━━ Texto fornecido

V Domingo da Páscoa: Jo 13,31-35: Sair ou ficar? O amor decide!

Por: Dom André Vital Félix da Silva, SCJ

A partir deste V Domingo, a Liturgia nos apresenta a nova etapa da nossa caminhada pascal: a preparação para a partida de Jesus (Ascensão), depois de ter instruído os seus discípulos, e a entrega definitiva da missão (Pentecostes). João, nos capítulos 13–17, onde se inserem a perícope de hoje e a do próximo Domingo, faz uma síntese dos principais ensinamentos de Jesus em forma de despedida. Despedida que não significa um “adeus” sem volta, mas uma solene declaração daquilo que Ele fez e ensinou e, por conseguinte, deixa por herança aos seus discípulos: “Dou-vos um novo mandamento”, e que será a garantia da sua presença perene entre eles: “Nisto conhecerão todos que sois meus discípulos, se tiverdes amor uns pelos outros”. Quem não aceitar a lição e, consequentemente não aprendê-la, não terá parte com ele: “Se eu não te lavar os pés, não terás parte comigo... Dei-vos o exemplo para que, como eu vos fiz, também vós o façais” (Jo 13,8.15).

━━━━

▶ Tarefa proposta a
Transcreva na íntegra, sem qualquer alteração, o texto sobre o V Domingo da Páscoa.

━━ Registros fornecidos

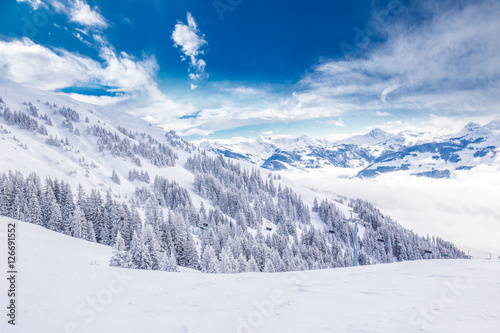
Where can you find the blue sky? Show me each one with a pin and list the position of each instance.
(225, 68)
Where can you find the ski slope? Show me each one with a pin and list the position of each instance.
(66, 285)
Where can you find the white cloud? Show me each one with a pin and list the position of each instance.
(388, 90)
(245, 91)
(191, 41)
(35, 4)
(448, 63)
(81, 13)
(464, 206)
(338, 123)
(26, 62)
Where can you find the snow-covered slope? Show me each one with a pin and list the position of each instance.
(65, 285)
(371, 154)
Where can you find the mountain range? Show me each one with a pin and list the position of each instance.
(372, 154)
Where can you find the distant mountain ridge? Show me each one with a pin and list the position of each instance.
(376, 152)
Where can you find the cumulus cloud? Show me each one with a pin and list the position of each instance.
(448, 63)
(35, 4)
(133, 80)
(189, 39)
(460, 209)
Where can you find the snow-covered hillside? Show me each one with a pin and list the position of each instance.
(66, 285)
(102, 175)
(372, 154)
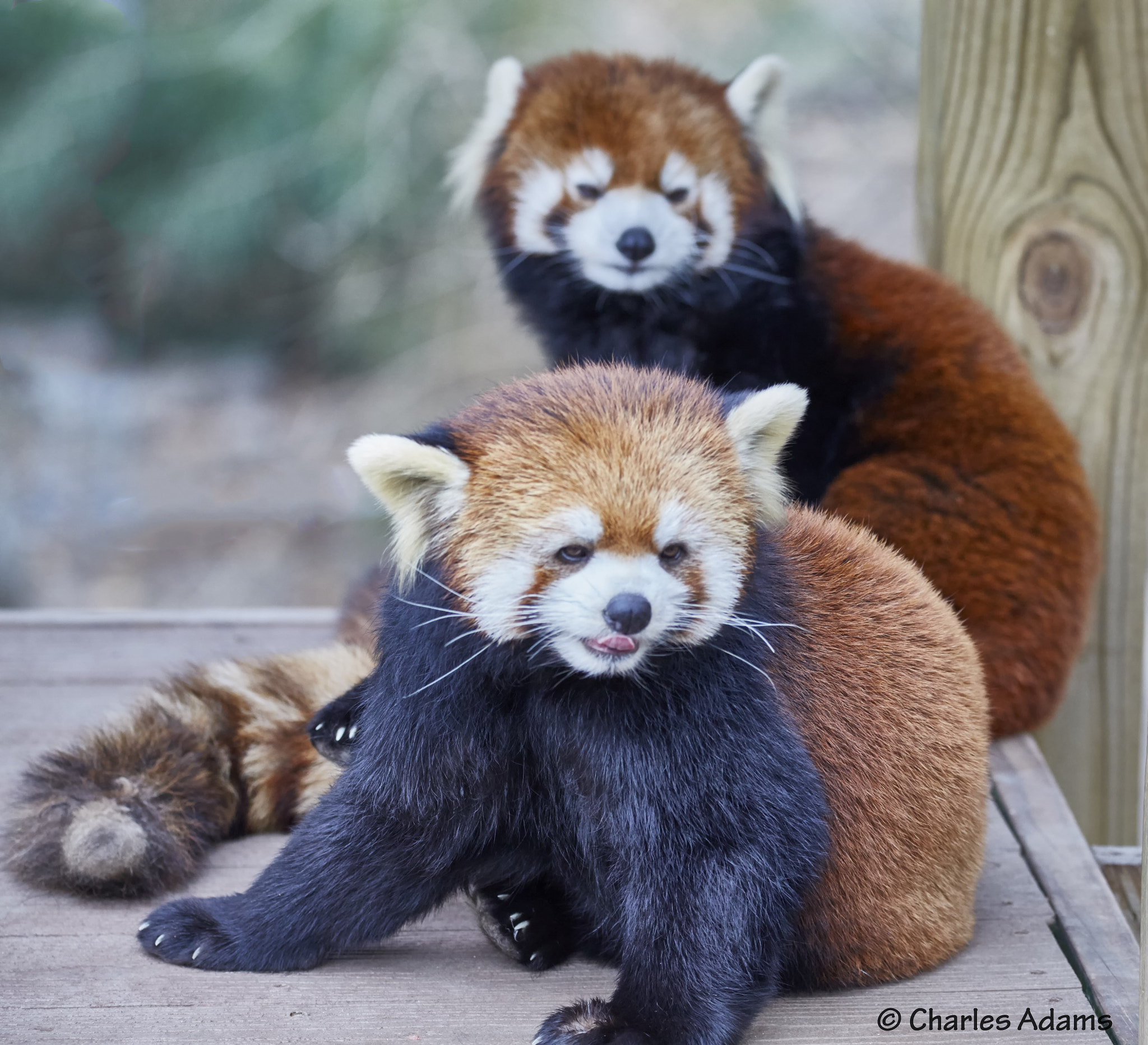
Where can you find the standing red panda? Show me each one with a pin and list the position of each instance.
(646, 212)
(725, 745)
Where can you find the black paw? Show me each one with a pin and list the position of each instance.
(334, 727)
(192, 932)
(530, 924)
(588, 1024)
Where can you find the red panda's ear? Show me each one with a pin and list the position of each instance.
(757, 95)
(420, 487)
(760, 426)
(469, 162)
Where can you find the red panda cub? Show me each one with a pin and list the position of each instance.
(643, 211)
(721, 744)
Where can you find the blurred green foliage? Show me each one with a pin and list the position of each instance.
(232, 173)
(266, 174)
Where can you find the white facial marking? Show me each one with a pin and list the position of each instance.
(718, 210)
(497, 598)
(721, 569)
(679, 175)
(540, 191)
(592, 168)
(592, 236)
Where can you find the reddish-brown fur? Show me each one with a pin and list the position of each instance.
(900, 742)
(633, 440)
(637, 112)
(971, 430)
(968, 473)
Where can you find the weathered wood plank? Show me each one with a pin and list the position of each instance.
(53, 646)
(70, 969)
(72, 972)
(1063, 865)
(1121, 867)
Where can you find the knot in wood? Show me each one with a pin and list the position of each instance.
(1054, 280)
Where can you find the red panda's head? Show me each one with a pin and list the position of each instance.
(637, 171)
(604, 511)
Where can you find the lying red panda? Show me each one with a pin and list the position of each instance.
(642, 211)
(725, 745)
(922, 425)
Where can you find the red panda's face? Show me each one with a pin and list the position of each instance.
(635, 173)
(602, 513)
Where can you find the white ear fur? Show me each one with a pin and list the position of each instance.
(419, 485)
(757, 95)
(760, 426)
(469, 161)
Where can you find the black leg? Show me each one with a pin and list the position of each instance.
(334, 728)
(532, 924)
(347, 877)
(698, 959)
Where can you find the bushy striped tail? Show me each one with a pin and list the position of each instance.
(217, 750)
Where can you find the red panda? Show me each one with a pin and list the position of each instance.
(623, 677)
(922, 425)
(643, 211)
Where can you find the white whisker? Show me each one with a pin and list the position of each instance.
(473, 631)
(438, 610)
(445, 587)
(756, 273)
(750, 663)
(452, 670)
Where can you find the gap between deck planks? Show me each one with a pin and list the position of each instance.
(70, 969)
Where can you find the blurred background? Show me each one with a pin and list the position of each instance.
(225, 253)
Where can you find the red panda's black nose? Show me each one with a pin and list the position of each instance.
(628, 613)
(635, 244)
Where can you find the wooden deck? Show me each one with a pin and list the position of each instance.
(70, 969)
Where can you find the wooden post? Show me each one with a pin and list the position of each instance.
(1034, 196)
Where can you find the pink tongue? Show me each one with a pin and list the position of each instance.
(615, 644)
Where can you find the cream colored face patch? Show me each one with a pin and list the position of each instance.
(582, 582)
(625, 238)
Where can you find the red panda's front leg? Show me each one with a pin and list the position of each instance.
(701, 954)
(351, 874)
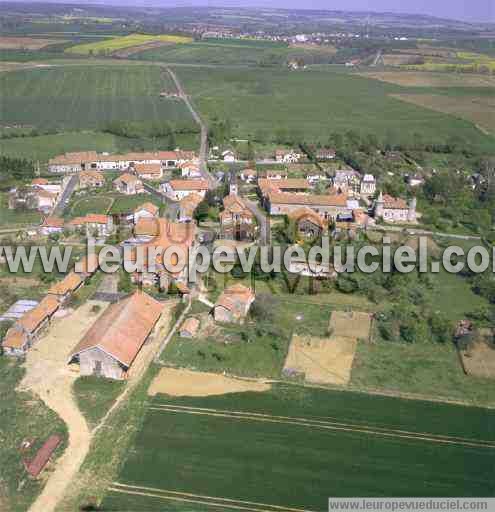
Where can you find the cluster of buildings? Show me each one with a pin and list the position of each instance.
(28, 328)
(91, 160)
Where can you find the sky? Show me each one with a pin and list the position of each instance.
(467, 10)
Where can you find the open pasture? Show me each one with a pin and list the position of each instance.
(120, 43)
(290, 448)
(311, 104)
(26, 43)
(86, 97)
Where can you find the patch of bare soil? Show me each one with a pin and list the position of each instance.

━━━━

▶ Tarefa proposta b
Reproduza sem mudanças as linhas dos registros que vão da linha que contém "Where can you find the sky?" até o fim dos registros, incluindo ambas as extremidades.

▶ Resultado da tarefa a
V Domingo da Páscoa: Jo 13,31-35: Sair ou ficar? O amor decide!

Por: Dom André Vital Félix da Silva, SCJ

A partir deste V Domingo, a Liturgia nos apresenta a nova etapa da nossa caminhada pascal: a preparação para a partida de Jesus (Ascensão), depois de ter instruído os seus discípulos, e a entrega definitiva da missão (Pentecostes). João, nos capítulos 13–17, onde se inserem a perícope de hoje e a do próximo Domingo, faz uma síntese dos principais ensinamentos de Jesus em forma de despedida. Despedida que não significa um “adeus” sem volta, mas uma solene declaração daquilo que Ele fez e ensinou e, por conseguinte, deixa por herança aos seus discípulos: “Dou-vos um novo mandamento”, e que será a garantia da sua presença perene entre eles: “Nisto conhecerão todos que sois meus discípulos, se tiverdes amor uns pelos outros”. Quem não aceitar a lição e, consequentemente não aprendê-la, não terá parte com ele: “Se eu não te lavar os pés, não terás parte comigo... Dei-vos o exemplo para que, como eu vos fiz, também vós o façais” (Jo 13,8.15).

▶ Resultado da tarefa b
Where can you find the sky? Show me each one with a pin and list the position of each instance.
(467, 10)
Where can you find the open pasture? Show me each one with a pin and list the position of each instance.
(120, 43)
(290, 448)
(311, 104)
(26, 43)
(86, 97)
Where can you find the patch of bare soil? Show me each one with a pin and list the position of each instance.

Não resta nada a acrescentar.